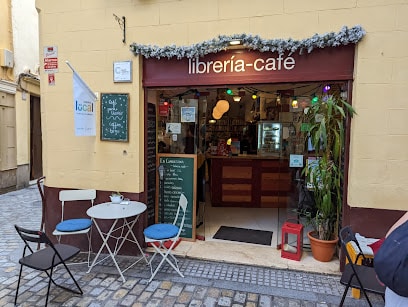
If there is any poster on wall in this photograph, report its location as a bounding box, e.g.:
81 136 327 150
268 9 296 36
181 107 195 123
44 46 58 74
73 71 96 136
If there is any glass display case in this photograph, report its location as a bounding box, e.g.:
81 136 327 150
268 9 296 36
258 121 282 156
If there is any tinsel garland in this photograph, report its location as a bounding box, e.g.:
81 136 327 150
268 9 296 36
130 25 365 59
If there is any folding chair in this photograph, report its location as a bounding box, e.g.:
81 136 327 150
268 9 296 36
339 226 385 307
52 189 96 267
14 225 83 306
143 194 187 283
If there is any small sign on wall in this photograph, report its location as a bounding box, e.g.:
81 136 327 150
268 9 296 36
289 155 303 167
113 61 132 82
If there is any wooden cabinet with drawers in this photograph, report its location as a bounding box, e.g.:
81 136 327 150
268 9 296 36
210 156 294 208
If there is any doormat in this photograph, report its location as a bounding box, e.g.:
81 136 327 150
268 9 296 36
213 226 273 245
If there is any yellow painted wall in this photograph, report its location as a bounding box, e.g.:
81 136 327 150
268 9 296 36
15 91 30 165
36 0 408 209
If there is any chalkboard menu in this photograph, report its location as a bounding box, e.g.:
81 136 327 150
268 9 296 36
156 154 197 241
101 93 129 142
146 103 157 225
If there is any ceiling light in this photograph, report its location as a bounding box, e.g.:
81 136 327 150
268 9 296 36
215 99 229 113
229 39 241 46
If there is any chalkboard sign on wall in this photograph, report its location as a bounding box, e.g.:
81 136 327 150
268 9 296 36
101 93 129 142
156 154 197 241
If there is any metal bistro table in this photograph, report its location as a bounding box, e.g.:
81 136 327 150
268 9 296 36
86 201 149 282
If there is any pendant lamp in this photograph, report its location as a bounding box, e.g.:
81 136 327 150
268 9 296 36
215 99 229 114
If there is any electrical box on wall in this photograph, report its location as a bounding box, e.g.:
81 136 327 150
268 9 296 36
0 49 14 68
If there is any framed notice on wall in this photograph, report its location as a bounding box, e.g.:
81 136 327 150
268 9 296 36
101 93 129 142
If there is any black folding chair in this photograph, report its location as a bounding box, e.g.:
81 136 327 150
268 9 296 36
339 226 385 307
14 225 83 306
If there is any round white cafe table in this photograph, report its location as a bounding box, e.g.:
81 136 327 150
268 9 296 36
86 201 148 282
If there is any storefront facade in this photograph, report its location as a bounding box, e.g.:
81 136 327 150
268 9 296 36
37 0 408 253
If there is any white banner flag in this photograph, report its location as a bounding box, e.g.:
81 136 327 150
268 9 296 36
67 67 96 136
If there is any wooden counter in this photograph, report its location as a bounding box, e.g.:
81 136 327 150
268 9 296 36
207 155 293 208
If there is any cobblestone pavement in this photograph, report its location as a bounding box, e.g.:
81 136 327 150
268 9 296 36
0 185 384 307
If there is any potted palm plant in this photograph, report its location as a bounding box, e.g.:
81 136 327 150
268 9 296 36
303 95 355 261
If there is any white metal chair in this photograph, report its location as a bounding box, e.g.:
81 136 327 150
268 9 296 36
143 194 188 282
52 189 96 266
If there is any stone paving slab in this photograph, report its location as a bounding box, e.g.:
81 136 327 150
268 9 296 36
0 186 384 307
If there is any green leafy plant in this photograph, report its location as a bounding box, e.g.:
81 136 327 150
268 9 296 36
303 95 356 240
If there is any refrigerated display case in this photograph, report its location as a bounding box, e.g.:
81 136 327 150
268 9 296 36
258 121 282 156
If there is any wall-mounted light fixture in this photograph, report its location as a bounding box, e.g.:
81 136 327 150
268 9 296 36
312 94 319 104
292 96 299 109
113 14 126 44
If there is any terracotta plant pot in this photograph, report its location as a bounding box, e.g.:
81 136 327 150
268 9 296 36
307 231 339 262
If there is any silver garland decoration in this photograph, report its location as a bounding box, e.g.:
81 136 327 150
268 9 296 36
130 25 366 59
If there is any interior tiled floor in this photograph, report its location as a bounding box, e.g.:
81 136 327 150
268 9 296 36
172 185 340 274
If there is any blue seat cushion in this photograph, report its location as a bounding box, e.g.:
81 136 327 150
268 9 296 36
55 219 92 232
143 224 179 240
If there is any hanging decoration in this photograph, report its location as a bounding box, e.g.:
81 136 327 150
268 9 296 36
130 25 365 59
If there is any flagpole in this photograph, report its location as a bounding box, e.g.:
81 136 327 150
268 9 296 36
65 60 98 99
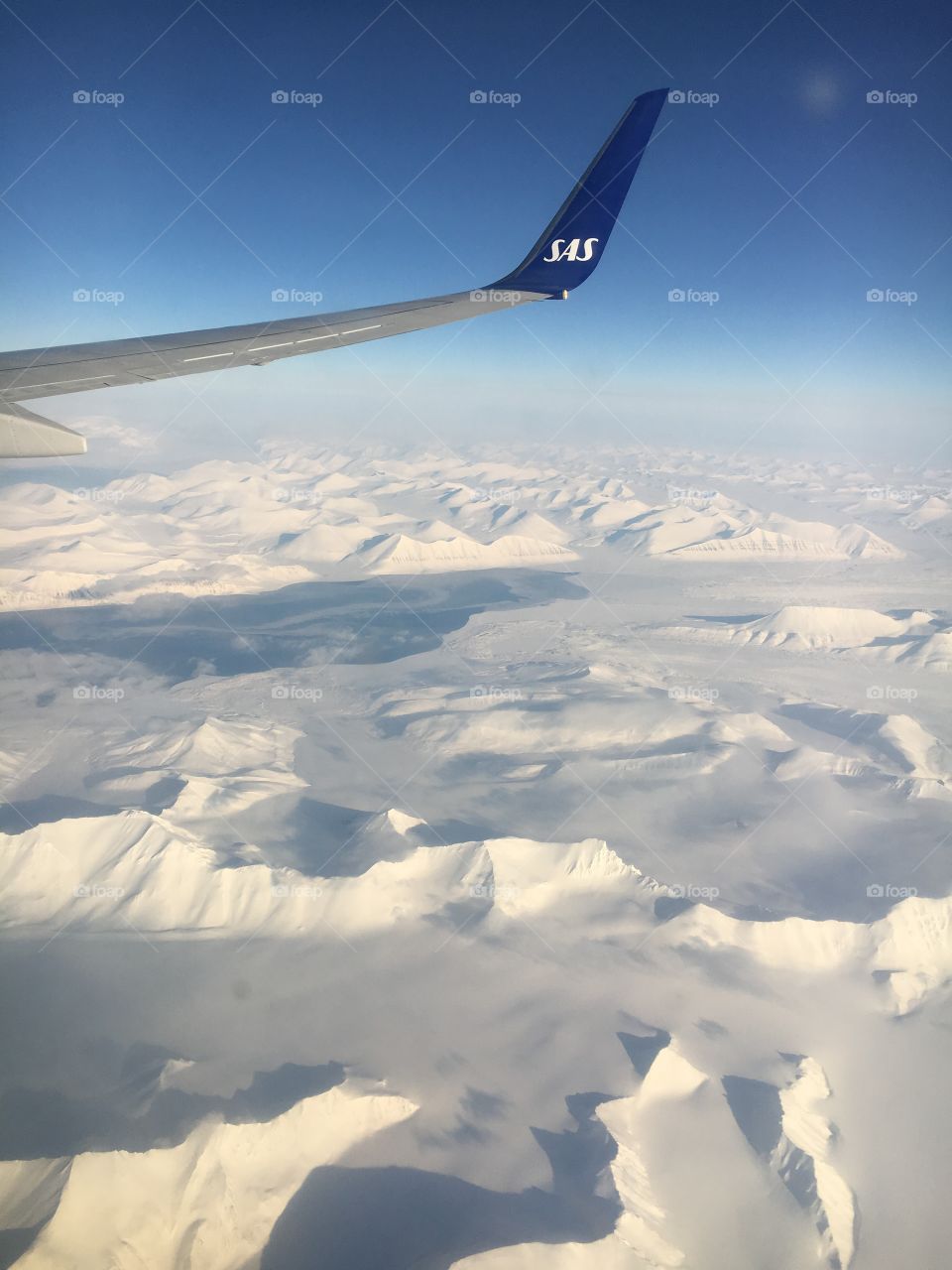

:: Your goal ::
Reproduce every line of the data above verbatim, omitting the pictures.

:: Result of this task ::
If there is any poster on wall in this photograph, report its location as a bounding box, e.g.:
81 136 327 150
268 9 296 36
181 107 195 123
44 46 58 74
73 71 96 136
If there is any glass display case in this photograph, report its location as a bounding box, e.g.:
81 136 327 150
268 9 296 36
258 121 282 156
If there is any tinsel garland in this photograph, report its location as a bounding box, e.g.:
81 136 327 150
268 9 296 36
130 25 365 59
If there is any folding chair in this photograph, report its location as a bounding box, e.g.:
81 136 327 150
268 9 296 36
339 226 385 307
52 189 96 267
14 225 83 306
143 194 187 283
If there is any small sign on wall in this photograph, report its location as a bounding box, e.g.:
81 136 327 150
268 9 296 36
289 155 303 167
113 61 132 82
If there is any wooden cabinet with drawers in this photograph, report its location as a bounding box, e.g.:
81 136 327 150
268 9 296 36
210 156 294 208
If there is any doormat in this photograph, report its location as a bounding box, e.g.:
81 136 327 150
268 9 296 36
213 226 273 245
If there is any yellow painted wall in this photograph, report its location as a bounding box, e.g.:
81 136 327 150
268 9 296 36
15 91 30 165
36 0 408 209
If there is any chalkboard menu in this photograph, report its location as a bounding box, e.g.:
81 136 327 150
268 9 296 36
156 154 197 241
101 93 129 142
146 103 157 225
If there is any ceiling light in this photograph, report its location as a bounding box, e.g.:
81 136 327 150
268 9 296 36
215 99 229 113
229 39 241 46
If there is any chalkboard sign on wall in this photograph, report its location as a bounding box, e.g.:
81 136 327 150
268 9 296 36
101 93 129 142
156 154 197 241
If there is any metal bistro table in this photograph, report its location as a bounding box, e.g.:
81 136 327 150
268 9 296 36
86 201 149 282
If there is any pendant lamp in this photograph, report its location as a bounding box, e.g.:
81 136 327 150
268 9 296 36
215 99 229 114
If there is any electrical box on wall in this photograph, report its location as a bounding box, e.g.:
81 136 327 150
268 9 296 36
0 49 14 68
If there is any framed notice on wall in this photograph, report its location as a bounding box, e.g.:
81 136 327 150
268 9 296 36
101 93 129 142
If there is any black folding chair in this photograph, report its location as a bounding box, e.g.:
81 136 327 150
268 9 296 36
339 226 385 307
14 225 83 306
If there is any round white cafe table in this photograph, report its location as a bounding box, e.g.:
81 136 327 150
268 9 296 36
86 201 148 282
If there is any storefront facade in this photograph, report its location as a bounding box, e.g.:
81 136 327 150
268 9 296 36
37 0 408 253
If there is any white banner flag in this photograph, report its location as a bounding box, e.g.:
81 136 327 150
268 9 296 36
67 67 96 136
If there is any wooden counter in this photograph, report its location as a bounding box, e.g.:
81 136 327 150
268 9 296 36
207 155 293 208
If there is any cobblestone pavement in this photograph, report its location as a bounding box, e.g.:
81 136 327 150
268 9 296 36
0 185 384 307
If there is any potted palm plant in this photograph, report its location as a bounding box, e.g.:
81 136 327 150
268 9 296 36
303 95 355 261
If there is any white metal chair in this photograph, report its location as a bounding box, e.g.:
81 136 327 150
268 9 296 36
143 194 188 282
52 189 96 266
If there is any stone paving slab in this photograph, report its location as a bounding box, e.g.:
81 136 327 150
268 9 296 36
0 186 384 307
If there is any green leafy plant in this photograph, report its location as a bounding box, e.g.:
81 136 327 150
268 9 296 36
303 95 356 240
If there is any refrigerated display case in this photograph, report its location as a bounding box, e.g.:
81 136 327 150
268 9 296 36
258 121 282 156
If there is any wall-mounted light fixture in this photograph, report its location as a bounding box, e.g.:
81 136 327 150
268 9 296 36
312 94 319 104
292 96 299 109
113 14 126 44
If there is any terracotta plant pot in this photograph, report its location as a bounding box, e.g.:
81 136 327 150
268 9 296 36
307 231 339 262
If there is any silver garland decoration in this photograph, report its location as a bounding box, e.g.:
81 136 327 150
268 9 296 36
130 25 366 59
If there is any interior tiled floor in this photograph, report its location as a bounding box, e.g.:
81 136 327 150
268 9 296 36
172 185 340 274
If there is any blue seat cushion in this photograph, report its location as a bounding box, e.g.:
81 136 327 150
268 9 296 36
55 219 92 232
143 224 179 240
If there is any hanging decoration in this photograph, report its location as a bounding box, e.g.:
81 136 327 150
268 9 296 36
130 25 365 59
If there is any flagpole in this photograph, report its location as a bounding box, e.g.:
81 136 327 150
268 9 296 36
65 60 98 99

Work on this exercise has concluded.